**ACTION ITEM:**
Select all lines holding the word "below" from the entries that follow.

**DATA:**
——
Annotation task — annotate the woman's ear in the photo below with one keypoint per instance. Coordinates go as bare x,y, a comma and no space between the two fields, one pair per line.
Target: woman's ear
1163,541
——
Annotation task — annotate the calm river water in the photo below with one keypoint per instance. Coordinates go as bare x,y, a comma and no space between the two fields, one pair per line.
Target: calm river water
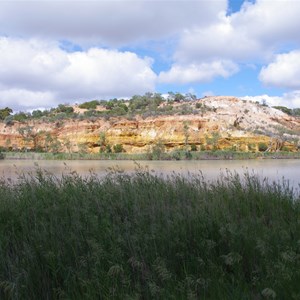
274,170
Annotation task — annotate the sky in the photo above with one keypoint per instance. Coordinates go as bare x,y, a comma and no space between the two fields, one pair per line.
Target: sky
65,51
——
**SOLUTION TO THIS TASK:**
Annotation task — annotate the woman's ear in the photo below with one keypoint per instance. Coordinates go as bare x,y, a comma and no space between the two fields, one pair per line.
Annotation task — annotate the calm river water in the photo below with one keypoint per instance. Coordinates go as bare x,y, a comma and no space between the two fields, one pair per line.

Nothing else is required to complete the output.